• [Tarefas do exercício]
(A) Liste todas as siglas que aparecem no texto sobre inclusão digital.
(B) Traduza para o inglês esta frase do texto sobre inclusão digital: "Quando se leva em conta o acesso à internet, o número cai para 8,6%."
(C) Cite o trecho do texto sobre inclusão digital entre "A mais recente" e "tipo de levantamento.", inclusive.

Primeiros passos

O Brasil é pioneiro em iniciativas de inclusão digital, palavra cada vez mais em moda. Através da ação do governo e de ONGs, comunidades de baixa renda começam a ter acesso à informática e à Internet
Por Carlos Juliano Barros
 01/08/2003
Cidade Tiradentes: telecentro revitalizou a região

A mais recente Pesquisa Nacional por Amostra de Domicílios (PNAD), com dados de 2001, revela que apenas 12,6% dos domicílios brasileiros possuem computador. Quando se leva em conta o acesso à internet, o número cai para 8,6%. É a primeira vez que o Instituto Brasileiro de Geografia e Estatística (IBGE), responsável pela pesquisa, realiza esse tipo de levantamento.

• [Material fornecido]
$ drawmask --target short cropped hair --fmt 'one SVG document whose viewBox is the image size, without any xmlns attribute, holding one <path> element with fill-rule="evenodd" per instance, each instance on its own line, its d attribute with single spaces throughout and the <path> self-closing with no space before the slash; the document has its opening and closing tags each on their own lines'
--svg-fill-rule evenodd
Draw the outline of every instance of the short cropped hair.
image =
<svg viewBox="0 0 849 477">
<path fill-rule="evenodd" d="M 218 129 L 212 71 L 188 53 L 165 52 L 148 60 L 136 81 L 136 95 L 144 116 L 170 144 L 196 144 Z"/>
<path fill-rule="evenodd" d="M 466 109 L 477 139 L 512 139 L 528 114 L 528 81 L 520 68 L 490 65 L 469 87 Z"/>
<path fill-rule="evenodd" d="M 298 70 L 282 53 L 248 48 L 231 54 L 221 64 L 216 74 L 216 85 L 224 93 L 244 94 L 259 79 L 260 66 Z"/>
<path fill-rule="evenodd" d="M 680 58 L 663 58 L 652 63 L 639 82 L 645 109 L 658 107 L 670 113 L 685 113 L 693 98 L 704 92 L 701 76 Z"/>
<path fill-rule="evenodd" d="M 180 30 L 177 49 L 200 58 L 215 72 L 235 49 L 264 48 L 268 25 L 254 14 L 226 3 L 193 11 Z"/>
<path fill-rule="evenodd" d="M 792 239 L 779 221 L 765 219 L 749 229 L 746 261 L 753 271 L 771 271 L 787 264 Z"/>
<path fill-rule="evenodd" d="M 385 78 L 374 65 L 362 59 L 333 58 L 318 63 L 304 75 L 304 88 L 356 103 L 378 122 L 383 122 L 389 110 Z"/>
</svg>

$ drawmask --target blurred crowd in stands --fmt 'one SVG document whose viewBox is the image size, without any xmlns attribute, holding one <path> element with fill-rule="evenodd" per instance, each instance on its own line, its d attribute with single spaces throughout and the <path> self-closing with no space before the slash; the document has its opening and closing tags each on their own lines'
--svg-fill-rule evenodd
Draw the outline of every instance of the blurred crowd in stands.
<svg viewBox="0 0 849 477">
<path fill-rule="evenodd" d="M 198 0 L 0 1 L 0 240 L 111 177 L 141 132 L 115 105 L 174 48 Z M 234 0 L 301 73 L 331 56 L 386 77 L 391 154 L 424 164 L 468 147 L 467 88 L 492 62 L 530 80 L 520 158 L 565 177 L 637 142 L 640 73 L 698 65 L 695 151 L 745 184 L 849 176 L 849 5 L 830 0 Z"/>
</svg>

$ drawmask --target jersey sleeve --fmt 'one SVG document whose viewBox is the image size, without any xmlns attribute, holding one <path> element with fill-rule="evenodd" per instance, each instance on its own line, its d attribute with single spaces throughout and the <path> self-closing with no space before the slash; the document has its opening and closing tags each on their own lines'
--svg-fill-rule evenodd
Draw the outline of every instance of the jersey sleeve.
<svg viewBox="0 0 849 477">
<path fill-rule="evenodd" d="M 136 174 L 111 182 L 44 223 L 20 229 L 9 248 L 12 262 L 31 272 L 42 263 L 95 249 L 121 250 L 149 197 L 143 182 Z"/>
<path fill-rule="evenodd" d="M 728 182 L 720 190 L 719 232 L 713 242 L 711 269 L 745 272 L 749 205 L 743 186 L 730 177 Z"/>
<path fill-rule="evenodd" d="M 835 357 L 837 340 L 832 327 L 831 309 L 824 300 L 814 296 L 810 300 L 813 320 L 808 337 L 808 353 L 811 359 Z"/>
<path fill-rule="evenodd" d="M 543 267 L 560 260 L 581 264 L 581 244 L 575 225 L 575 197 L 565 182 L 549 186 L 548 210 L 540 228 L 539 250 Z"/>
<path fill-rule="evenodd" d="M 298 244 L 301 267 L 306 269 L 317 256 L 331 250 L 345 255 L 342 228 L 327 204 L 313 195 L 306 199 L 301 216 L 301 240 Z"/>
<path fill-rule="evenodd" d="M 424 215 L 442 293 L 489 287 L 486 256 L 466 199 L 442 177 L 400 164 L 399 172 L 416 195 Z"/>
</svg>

• [Resultados das tarefas]
(A) As siglas do texto são ONGs, PNAD e IBGE.

(B) When internet access is taken into account, the number drops to 8.6%.

(C)
A mais recente Pesquisa Nacional por Amostra de Domicílios (PNAD), com dados de 2001, revela que apenas 12,6% dos domicílios brasileiros possuem computador. Quando se leva em conta o acesso à internet, o número cai para 8,6%. É a primeira vez que o Instituto Brasileiro de Geografia e Estatística (IBGE), responsável pela pesquisa, realiza esse tipo de levantamento.